List the lines from the one containing "Provide one point per instance of the mowed" through the end of the records, both included, as a numbered list, leaving out any blank lines.

Point annotation dataset records →
##############################
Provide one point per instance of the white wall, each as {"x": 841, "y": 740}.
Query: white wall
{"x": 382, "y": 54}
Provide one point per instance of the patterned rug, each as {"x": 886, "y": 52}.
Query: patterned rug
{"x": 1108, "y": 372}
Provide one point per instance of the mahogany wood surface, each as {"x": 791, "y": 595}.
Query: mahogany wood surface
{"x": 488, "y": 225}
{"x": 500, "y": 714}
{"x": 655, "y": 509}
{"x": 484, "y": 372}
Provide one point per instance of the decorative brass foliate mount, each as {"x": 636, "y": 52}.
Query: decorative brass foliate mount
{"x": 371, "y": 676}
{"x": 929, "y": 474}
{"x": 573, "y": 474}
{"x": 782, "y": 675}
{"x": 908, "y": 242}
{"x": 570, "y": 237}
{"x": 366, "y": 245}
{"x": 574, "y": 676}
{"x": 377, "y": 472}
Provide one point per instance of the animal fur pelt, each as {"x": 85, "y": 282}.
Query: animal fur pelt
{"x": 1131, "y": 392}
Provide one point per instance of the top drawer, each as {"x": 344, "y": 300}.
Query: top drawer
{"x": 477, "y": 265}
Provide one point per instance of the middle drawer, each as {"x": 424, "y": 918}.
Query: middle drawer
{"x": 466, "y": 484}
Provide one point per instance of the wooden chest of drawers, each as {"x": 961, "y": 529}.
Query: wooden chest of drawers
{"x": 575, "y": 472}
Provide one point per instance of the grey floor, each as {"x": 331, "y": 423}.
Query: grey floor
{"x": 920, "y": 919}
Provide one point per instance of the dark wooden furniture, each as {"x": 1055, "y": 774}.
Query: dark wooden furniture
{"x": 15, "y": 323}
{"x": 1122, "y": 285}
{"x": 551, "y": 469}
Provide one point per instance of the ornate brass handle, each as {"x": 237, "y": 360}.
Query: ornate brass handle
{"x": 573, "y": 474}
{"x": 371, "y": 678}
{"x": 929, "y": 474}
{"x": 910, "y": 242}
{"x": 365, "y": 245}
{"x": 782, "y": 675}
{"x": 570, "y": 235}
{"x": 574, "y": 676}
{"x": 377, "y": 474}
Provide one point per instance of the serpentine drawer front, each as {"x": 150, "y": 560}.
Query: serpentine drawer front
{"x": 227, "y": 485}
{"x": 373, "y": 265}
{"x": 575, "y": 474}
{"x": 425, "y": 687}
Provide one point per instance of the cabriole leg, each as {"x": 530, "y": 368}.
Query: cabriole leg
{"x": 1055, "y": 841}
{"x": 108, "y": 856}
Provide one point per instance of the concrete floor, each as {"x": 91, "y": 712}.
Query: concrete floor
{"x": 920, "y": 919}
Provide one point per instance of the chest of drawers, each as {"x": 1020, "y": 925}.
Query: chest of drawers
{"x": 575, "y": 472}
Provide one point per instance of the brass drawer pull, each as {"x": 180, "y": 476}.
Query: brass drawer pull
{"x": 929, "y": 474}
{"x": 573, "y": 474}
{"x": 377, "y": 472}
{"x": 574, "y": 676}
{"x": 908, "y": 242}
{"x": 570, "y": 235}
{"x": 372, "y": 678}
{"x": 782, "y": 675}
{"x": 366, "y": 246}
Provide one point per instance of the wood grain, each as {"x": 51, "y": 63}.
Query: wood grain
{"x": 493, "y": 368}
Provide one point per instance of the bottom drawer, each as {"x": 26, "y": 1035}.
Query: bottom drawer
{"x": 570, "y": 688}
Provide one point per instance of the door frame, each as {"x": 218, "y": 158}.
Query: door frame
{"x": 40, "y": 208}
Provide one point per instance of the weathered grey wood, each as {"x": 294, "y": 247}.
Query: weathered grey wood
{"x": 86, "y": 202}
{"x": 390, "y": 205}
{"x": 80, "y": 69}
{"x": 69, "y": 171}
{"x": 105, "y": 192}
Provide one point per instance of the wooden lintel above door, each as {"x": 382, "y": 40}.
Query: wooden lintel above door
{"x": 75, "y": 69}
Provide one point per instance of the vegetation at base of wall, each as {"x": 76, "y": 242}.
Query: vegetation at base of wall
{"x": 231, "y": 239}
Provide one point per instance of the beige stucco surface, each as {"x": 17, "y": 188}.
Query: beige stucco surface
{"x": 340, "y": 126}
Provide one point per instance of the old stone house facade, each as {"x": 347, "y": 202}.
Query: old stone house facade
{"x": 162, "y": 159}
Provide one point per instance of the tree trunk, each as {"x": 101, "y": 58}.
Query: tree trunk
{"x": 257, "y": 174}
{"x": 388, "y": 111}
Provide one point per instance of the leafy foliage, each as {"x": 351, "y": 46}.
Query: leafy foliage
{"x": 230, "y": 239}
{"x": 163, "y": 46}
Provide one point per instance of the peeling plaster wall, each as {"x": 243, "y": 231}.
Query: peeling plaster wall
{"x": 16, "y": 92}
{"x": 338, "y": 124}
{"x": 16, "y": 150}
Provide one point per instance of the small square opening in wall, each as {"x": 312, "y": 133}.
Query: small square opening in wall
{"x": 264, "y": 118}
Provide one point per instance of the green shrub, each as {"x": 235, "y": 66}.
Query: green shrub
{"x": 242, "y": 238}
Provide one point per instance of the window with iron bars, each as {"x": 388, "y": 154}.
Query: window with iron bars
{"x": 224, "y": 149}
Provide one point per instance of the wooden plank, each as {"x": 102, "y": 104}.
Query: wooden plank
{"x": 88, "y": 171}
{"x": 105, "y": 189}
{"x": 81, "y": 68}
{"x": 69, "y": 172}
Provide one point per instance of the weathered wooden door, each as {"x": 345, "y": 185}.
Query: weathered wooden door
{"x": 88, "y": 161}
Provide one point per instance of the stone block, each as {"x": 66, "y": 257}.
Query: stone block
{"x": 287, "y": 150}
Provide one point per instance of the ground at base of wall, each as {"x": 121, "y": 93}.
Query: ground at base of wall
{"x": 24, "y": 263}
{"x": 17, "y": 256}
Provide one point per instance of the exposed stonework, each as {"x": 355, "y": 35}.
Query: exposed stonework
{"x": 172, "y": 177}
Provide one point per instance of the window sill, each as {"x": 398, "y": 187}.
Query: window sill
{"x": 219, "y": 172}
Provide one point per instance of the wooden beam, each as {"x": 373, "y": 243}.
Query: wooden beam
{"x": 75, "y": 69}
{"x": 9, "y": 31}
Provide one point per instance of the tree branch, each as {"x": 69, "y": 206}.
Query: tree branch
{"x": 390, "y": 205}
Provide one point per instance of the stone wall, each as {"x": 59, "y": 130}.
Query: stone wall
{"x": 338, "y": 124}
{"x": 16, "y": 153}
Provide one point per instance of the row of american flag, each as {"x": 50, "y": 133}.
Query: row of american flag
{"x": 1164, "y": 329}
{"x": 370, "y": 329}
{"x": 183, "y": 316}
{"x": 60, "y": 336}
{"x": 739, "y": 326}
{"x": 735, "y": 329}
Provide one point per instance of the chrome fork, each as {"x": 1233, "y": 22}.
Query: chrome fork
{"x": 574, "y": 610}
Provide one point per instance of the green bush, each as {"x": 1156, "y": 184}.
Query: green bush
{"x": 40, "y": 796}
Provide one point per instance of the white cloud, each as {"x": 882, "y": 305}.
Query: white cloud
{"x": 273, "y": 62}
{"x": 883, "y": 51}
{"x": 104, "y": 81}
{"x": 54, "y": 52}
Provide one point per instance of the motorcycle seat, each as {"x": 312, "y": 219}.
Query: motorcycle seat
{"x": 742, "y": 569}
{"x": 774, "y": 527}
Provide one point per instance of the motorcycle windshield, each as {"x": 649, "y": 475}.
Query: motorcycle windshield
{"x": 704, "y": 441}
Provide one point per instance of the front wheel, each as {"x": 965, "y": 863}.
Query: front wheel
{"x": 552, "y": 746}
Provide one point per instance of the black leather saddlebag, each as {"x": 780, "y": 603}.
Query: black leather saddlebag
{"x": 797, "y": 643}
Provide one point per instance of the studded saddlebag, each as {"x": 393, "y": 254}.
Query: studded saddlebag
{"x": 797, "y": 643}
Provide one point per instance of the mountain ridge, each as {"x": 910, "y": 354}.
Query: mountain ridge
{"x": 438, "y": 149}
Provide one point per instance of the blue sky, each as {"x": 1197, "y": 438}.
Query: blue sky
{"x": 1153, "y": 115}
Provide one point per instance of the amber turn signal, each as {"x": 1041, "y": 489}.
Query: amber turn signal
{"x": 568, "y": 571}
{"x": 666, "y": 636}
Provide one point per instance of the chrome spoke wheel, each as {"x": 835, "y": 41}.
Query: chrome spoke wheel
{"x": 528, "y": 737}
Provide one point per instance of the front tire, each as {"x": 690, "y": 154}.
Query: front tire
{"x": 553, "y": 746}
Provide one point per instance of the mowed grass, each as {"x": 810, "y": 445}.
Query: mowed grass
##############################
Written solution →
1. Provide one point per instance of the mowed grass, each as {"x": 810, "y": 445}.
2. Query: mowed grass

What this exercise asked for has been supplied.